## Задание
Ответьте по тексту о меметике, пометив ответы теми же буквами:
(a) Кто, помимо индивидов, назван типичными носителями, хранителями и распространителями мемов?
(b) Что, по формулировке У. Рансимена, закодировано в правилосообразных практиках при эволюционных сдвигах социетального уровня?
(c) Что рассматривается как достаточно типичный пример простых и хорошо кодифицированных социальных норм?

## Выдержка со страницы
------------------------

Более существенным, нежели споры о «веществе культурной наследственности», является то, что типичными носителями, хранителями и распространителями мемов и их комплексов являются не только индивиды, но и группы — неразделённые идеи, приватные символы и идиосинкратические паттерны поведения, не будучи транслированными, не являются мемами по определению. Боле того, именно совокупность мемов зачастую служит символической границей группы, определяя принадлежность к ней (маркировать границу могут и лингвистических либо экстралингвистических «шибболеты», и легко идентифицируемые в системе «свой — чужой» предметы материальной культуры, подобные наконечникам стрел — см., например, [49; цит. по: 36]). Даже если считать основные понятия меметики плохо определенными и требующими уточнения, это не предполагает отказа от центральной идеи культурного отбора убеждений, верований, технологических навыков, художественных форм и т.п., основанного на избирательном «выживании» и распространении групп-носителей этой социокультурной информации. Или, как сформулировал эту идею У. Рансимен, эволюционные сдвиги социетального уровня происходят, когда «информация, влияющая на фенотип, закодирована в правилосообразных (rule-governed) практиках, поддерживаемых парными или более широкими комбинациями институциональных ролей» [41, p.3]. Эти сдвиги могут, при определенных условиях, инициироваться или поддерживаться (а иногда — блокироваться) на «нижележащих» уровнях эволюции, например, с помощью хорошо описанных эволюционной психологией закономерностей полового отбора, оказывающих выраженное влияние на выбор брачного партнера [см., например, 8]. При прочих равных, долговременное давление отбора будет направлено против индивидов, неспособных к соблюдению социальных норм в силу своих когнитивных, эмоциональных и иных качеств, отчасти закрепленных в их генотипе. Хотя идея отбора просоциальных качеств на индивидуальном уровне многими воспринимается как этически спорная и интуитивно неочевидная, в некоторых случаях она может быть проиллюстрирована даже без обращения к идеям полового отбора: если рассматривать правила дорожного движения как достаточно типичный пример простых и хорошо кодифицированных социальных норм, индивиды, которые нарушают их грубо и систематически (езда на красный свет, выезд на встречную полосу, управление транспортным средством в нетрезвом состоянии и т.п.), очевидным образом будут иметь меньшие шансы передать свой генотип потомкам7.

Таким образом, при всей своей незавершенности, концепция культурного группового отбора как механизма социетальной эволюции обладает правдоподобием и, как небезуспешно стремятся показать в последние годы её сторонники, значительными объяснительными возможностями (см., например, [39]).

------------------------

## Раздел данных
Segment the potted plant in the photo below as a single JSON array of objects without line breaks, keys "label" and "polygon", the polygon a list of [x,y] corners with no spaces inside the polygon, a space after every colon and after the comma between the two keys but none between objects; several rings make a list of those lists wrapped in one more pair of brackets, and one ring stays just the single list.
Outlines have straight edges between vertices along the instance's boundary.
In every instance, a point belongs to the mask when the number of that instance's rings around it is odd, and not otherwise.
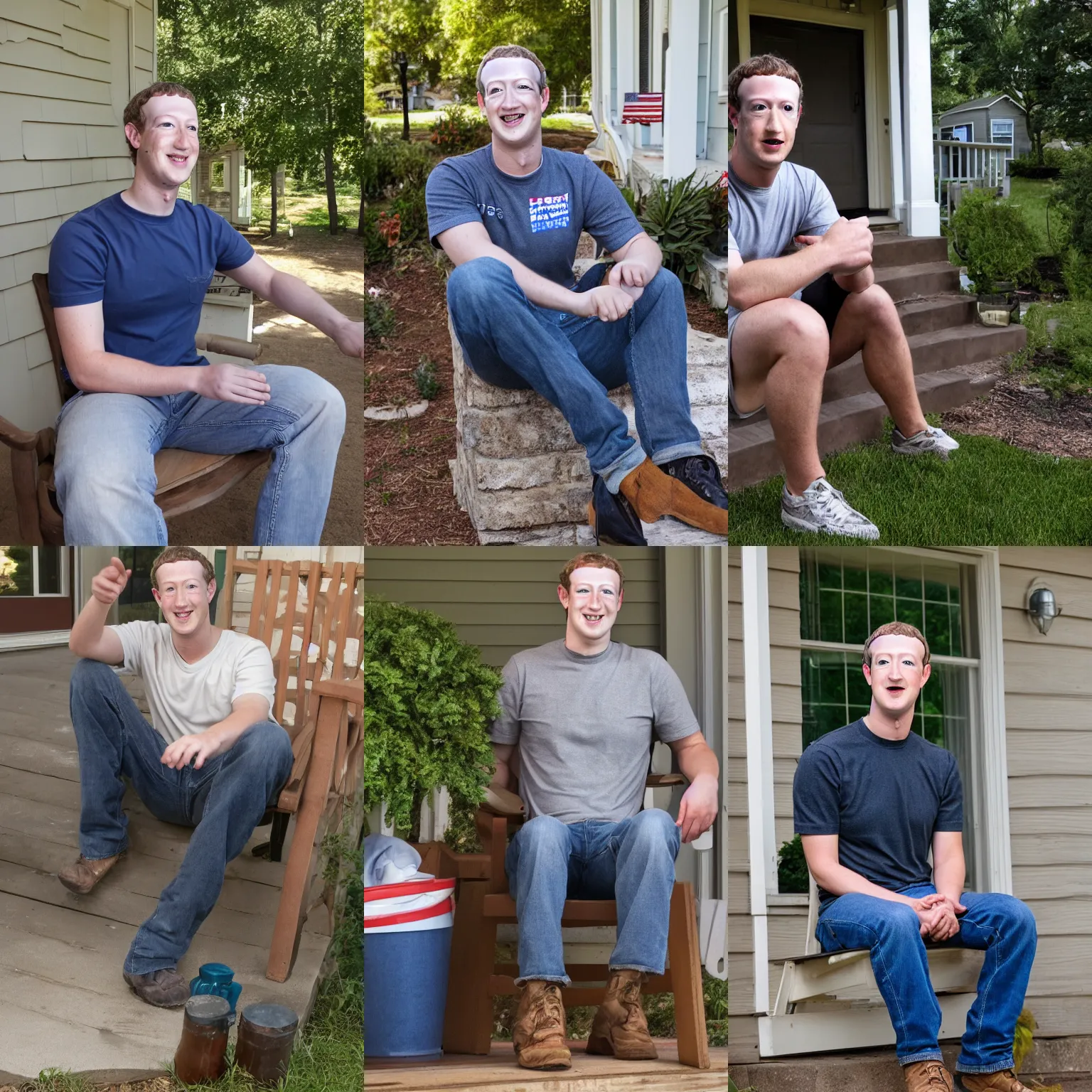
[{"label": "potted plant", "polygon": [[416,842],[422,803],[446,785],[454,824],[473,830],[494,769],[500,672],[429,610],[369,595],[364,620],[365,808],[385,805],[388,822]]}]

------------------------

## Решение
(a) Группы.
(b) Информация, влияющая на фенотип.
(c) Правила дорожного движения.